**Instructions to follow:**
The data follows this line. Copy verbatim the line with "pin: the dark" and each line after it to the end.

(Stored items)
◇ ◇ ◇ ◇ ◇ ◇ ◇

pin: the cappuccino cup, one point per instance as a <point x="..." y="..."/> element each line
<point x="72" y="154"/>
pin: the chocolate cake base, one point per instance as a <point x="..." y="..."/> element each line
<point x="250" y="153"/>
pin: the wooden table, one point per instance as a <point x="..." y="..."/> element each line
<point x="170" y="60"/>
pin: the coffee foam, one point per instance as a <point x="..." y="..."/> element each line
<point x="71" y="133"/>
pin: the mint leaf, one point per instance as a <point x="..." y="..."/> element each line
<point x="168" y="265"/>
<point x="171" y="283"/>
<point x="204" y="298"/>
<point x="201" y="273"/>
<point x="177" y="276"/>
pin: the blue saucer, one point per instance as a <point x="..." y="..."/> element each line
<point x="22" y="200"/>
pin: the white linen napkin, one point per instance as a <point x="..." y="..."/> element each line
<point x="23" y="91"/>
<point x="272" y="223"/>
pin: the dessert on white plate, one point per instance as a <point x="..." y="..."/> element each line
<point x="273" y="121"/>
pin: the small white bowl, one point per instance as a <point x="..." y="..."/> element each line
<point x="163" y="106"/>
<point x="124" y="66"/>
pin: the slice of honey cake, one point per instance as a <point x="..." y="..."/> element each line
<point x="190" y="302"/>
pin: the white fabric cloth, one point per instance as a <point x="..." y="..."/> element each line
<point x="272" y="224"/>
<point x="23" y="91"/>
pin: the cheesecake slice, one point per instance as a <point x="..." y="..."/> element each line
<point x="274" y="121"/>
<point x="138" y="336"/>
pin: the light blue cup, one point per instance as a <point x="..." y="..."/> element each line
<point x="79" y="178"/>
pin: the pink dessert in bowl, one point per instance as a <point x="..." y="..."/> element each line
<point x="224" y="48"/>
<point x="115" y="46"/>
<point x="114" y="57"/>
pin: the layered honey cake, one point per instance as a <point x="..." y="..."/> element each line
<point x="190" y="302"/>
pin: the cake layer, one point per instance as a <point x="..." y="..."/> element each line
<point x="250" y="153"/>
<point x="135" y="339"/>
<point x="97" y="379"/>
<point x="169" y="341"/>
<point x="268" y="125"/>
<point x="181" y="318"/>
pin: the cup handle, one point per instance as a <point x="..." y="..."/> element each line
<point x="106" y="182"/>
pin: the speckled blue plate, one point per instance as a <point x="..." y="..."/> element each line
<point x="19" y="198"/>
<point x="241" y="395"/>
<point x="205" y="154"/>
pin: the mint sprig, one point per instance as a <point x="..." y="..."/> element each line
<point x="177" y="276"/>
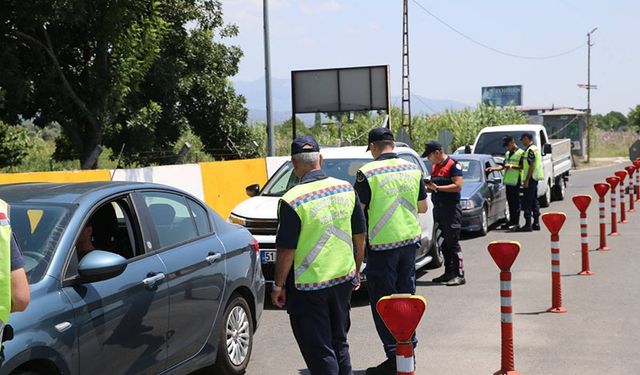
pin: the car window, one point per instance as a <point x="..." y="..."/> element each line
<point x="38" y="229"/>
<point x="171" y="218"/>
<point x="200" y="217"/>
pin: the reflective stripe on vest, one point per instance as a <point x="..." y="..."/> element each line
<point x="324" y="255"/>
<point x="393" y="209"/>
<point x="5" y="263"/>
<point x="511" y="176"/>
<point x="538" y="172"/>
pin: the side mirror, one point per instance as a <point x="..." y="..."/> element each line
<point x="252" y="190"/>
<point x="99" y="265"/>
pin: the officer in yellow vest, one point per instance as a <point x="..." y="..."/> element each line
<point x="392" y="192"/>
<point x="321" y="231"/>
<point x="14" y="287"/>
<point x="512" y="166"/>
<point x="532" y="172"/>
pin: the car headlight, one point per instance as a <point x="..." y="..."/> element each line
<point x="237" y="220"/>
<point x="467" y="204"/>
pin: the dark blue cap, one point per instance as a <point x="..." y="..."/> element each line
<point x="526" y="134"/>
<point x="305" y="143"/>
<point x="379" y="134"/>
<point x="430" y="147"/>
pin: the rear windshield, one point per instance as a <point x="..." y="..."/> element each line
<point x="285" y="179"/>
<point x="38" y="229"/>
<point x="491" y="143"/>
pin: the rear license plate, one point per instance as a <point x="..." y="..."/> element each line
<point x="268" y="256"/>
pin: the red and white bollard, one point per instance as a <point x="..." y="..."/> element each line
<point x="401" y="313"/>
<point x="623" y="211"/>
<point x="504" y="254"/>
<point x="601" y="190"/>
<point x="631" y="171"/>
<point x="582" y="203"/>
<point x="554" y="221"/>
<point x="613" y="182"/>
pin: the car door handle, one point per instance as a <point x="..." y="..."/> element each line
<point x="153" y="279"/>
<point x="212" y="258"/>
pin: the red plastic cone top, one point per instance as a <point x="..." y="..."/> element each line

◇ ◇ ◇ ◇ ◇ ◇ ◇

**Full output:**
pin: the dark blue cap, one point per instance as a <point x="..." y="..."/> element each line
<point x="526" y="134"/>
<point x="305" y="143"/>
<point x="379" y="134"/>
<point x="430" y="147"/>
pin: the rear windshield, one point per instance as a <point x="..." y="..."/> element each line
<point x="285" y="179"/>
<point x="38" y="229"/>
<point x="491" y="143"/>
pin: the rear license plate, one point per instance as a <point x="..." y="..."/> element each line
<point x="268" y="256"/>
pin: the red and white bollard, one point per instance as a <point x="..." y="..."/> element each line
<point x="401" y="313"/>
<point x="623" y="211"/>
<point x="504" y="254"/>
<point x="601" y="190"/>
<point x="631" y="171"/>
<point x="582" y="203"/>
<point x="554" y="221"/>
<point x="613" y="182"/>
pin: the car door handle, one point per instance as a <point x="..." y="..."/> element each line
<point x="153" y="279"/>
<point x="212" y="258"/>
pin: the red plastic cone top, one point per instance as a <point x="..." y="..."/> element each line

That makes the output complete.